Photo-based referring expression data
##########
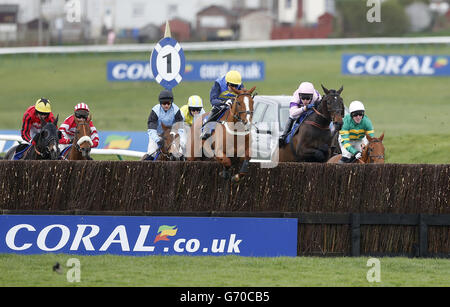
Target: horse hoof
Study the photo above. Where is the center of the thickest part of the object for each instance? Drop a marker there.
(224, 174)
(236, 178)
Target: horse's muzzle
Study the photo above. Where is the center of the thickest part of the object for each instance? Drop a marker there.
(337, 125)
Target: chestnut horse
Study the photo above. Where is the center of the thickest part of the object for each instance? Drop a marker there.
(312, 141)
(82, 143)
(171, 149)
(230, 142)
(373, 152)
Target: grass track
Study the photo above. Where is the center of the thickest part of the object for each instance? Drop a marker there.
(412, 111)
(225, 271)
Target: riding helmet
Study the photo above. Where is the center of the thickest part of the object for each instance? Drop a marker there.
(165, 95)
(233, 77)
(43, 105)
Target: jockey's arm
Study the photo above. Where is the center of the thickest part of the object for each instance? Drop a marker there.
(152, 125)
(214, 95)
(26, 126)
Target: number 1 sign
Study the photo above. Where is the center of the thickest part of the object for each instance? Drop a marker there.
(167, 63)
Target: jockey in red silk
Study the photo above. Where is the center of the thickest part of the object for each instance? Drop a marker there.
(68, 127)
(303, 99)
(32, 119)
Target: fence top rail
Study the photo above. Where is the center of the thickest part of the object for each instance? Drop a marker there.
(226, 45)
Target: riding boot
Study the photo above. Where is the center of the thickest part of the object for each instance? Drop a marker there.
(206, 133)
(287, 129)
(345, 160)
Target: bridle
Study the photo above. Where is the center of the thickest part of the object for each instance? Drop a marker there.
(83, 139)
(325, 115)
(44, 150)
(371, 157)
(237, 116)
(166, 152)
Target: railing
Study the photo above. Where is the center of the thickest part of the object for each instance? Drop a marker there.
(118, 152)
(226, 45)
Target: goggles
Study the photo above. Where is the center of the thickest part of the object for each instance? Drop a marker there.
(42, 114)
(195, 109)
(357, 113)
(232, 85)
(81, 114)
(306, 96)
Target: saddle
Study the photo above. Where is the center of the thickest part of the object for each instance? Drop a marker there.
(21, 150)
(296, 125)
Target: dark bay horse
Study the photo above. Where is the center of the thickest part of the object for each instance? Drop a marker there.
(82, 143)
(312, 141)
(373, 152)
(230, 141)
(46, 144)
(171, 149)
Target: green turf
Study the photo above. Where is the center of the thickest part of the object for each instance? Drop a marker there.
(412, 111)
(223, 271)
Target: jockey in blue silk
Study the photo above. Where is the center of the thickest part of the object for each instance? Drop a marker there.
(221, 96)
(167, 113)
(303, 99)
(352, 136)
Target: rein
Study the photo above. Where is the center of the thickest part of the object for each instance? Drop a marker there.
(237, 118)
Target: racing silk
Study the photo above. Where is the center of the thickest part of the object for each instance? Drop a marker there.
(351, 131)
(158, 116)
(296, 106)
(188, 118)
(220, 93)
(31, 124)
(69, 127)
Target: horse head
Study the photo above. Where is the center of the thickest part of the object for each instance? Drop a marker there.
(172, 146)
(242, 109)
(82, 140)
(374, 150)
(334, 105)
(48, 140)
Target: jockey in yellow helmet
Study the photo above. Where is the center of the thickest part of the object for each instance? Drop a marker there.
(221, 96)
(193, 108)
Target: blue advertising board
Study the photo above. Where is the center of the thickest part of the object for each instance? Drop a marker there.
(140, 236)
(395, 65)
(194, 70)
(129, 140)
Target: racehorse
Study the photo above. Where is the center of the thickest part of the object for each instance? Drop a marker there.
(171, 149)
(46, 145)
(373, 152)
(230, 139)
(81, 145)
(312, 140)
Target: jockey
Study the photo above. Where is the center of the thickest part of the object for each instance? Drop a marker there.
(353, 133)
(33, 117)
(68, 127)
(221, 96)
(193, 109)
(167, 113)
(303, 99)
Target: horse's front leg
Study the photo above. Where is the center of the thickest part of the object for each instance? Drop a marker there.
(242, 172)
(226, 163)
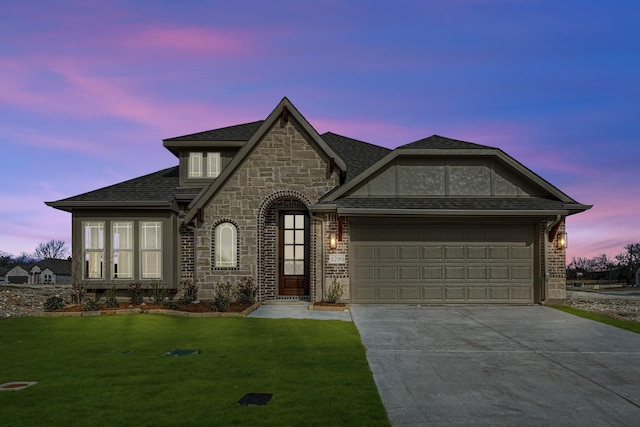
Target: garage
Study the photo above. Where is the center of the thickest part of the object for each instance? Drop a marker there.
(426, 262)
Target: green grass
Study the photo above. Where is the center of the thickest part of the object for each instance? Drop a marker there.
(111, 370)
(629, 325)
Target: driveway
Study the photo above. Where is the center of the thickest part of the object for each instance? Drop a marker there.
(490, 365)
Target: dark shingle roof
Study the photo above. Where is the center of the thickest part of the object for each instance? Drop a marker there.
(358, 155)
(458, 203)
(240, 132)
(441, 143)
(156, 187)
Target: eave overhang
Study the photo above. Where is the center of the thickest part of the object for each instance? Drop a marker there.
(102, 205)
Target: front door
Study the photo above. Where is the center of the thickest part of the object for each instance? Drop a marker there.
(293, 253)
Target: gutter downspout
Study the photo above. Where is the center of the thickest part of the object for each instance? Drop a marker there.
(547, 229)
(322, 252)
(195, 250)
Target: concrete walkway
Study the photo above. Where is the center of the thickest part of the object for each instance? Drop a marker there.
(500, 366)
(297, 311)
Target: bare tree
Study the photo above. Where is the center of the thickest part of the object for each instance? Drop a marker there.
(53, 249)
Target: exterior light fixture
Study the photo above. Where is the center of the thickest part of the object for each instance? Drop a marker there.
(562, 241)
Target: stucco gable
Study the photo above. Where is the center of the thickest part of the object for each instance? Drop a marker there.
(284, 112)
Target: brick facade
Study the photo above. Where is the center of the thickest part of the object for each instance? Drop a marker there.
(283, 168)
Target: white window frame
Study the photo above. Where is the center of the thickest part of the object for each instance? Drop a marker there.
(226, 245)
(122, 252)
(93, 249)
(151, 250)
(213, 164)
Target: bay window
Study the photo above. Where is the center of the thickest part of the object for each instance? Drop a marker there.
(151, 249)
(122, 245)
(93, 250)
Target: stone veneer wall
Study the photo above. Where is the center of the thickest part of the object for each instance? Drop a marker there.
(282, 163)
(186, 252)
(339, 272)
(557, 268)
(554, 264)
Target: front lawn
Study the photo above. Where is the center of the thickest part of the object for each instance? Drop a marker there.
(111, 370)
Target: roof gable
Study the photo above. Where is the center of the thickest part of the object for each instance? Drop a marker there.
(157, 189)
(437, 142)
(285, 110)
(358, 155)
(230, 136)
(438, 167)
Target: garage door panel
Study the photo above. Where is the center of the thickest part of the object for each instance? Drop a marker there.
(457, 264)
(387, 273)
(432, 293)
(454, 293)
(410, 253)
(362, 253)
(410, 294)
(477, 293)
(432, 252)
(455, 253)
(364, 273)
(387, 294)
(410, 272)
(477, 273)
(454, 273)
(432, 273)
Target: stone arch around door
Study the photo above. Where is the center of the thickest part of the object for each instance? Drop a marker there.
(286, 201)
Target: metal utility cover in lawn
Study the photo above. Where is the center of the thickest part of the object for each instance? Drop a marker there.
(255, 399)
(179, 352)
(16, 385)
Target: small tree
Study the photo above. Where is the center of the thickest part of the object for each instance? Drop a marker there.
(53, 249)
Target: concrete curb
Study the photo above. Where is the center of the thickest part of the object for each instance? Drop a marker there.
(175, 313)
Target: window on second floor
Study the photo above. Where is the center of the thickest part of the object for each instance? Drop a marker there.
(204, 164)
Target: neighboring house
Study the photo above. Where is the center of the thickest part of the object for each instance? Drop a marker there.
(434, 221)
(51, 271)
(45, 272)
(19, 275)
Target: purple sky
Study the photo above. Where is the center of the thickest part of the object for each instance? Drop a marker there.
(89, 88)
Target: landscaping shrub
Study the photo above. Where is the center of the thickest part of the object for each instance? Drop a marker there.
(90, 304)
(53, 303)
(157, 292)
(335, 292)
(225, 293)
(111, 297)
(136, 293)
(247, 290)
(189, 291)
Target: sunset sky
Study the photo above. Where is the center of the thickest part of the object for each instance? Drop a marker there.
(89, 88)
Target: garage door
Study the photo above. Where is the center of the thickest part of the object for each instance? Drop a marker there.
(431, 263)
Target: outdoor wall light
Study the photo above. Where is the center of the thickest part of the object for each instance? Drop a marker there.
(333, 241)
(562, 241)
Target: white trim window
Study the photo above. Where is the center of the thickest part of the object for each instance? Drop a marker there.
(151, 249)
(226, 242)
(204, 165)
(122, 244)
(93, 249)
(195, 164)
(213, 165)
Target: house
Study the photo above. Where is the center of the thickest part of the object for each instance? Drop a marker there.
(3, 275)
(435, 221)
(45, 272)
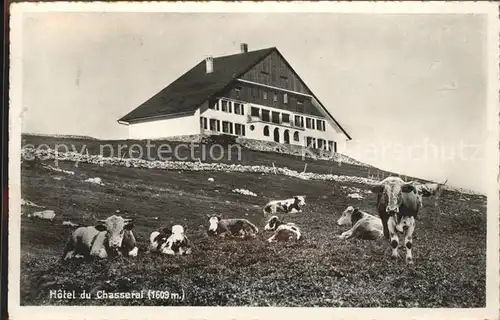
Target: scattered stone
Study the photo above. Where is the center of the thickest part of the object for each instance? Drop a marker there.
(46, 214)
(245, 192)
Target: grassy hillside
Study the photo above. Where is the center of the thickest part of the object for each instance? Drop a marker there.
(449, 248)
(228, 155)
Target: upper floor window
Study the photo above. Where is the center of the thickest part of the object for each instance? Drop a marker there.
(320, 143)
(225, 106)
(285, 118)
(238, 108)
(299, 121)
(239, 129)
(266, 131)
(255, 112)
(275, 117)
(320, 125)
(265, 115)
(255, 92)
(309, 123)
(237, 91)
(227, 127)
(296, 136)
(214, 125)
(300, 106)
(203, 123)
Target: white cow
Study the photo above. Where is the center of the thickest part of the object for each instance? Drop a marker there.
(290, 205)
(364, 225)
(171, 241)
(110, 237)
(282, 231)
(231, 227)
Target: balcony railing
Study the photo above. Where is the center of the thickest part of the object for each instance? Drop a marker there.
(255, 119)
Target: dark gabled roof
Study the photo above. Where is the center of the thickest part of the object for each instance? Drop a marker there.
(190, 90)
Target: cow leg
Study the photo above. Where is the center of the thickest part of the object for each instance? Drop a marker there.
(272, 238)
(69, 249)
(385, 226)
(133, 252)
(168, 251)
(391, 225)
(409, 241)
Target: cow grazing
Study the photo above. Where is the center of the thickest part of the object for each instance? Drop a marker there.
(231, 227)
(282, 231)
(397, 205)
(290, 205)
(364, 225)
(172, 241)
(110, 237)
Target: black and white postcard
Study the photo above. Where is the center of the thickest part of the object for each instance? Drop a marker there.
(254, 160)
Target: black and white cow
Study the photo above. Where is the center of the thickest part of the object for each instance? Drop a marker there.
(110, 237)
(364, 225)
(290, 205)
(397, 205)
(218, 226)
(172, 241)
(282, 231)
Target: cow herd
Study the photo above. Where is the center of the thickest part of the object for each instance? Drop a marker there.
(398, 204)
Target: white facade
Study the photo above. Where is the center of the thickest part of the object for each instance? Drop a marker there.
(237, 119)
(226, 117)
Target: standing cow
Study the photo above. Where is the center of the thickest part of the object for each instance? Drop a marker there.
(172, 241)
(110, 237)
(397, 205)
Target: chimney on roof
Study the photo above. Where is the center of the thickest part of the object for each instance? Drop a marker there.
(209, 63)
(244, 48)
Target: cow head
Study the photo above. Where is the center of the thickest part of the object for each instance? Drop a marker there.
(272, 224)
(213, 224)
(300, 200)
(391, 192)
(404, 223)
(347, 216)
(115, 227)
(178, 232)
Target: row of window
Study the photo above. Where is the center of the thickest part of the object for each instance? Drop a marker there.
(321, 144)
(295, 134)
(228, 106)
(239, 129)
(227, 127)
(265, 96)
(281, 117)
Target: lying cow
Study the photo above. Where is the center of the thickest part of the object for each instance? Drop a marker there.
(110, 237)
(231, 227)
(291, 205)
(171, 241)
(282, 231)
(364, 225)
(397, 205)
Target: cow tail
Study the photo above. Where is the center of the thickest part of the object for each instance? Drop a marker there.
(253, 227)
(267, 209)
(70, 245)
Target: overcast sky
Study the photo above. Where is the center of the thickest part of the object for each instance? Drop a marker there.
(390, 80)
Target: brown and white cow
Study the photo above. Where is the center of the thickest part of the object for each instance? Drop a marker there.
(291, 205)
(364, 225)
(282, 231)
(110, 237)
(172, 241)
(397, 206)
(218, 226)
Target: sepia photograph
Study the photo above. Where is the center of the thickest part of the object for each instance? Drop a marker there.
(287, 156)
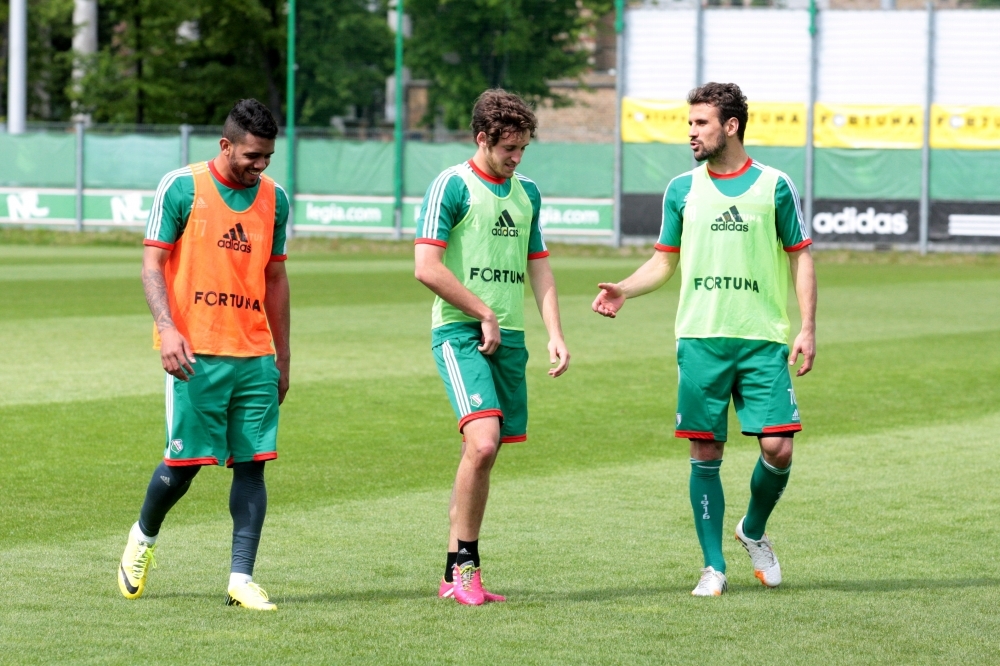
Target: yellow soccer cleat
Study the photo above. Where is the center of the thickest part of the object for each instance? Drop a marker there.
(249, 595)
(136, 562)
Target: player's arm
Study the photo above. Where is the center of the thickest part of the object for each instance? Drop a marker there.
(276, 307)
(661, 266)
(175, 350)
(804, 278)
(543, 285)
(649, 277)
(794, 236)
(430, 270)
##########
### Problem description
Check each line of the records above for the word "riding", count the lines that have it, and give only the count.

### Solution to this exercise
2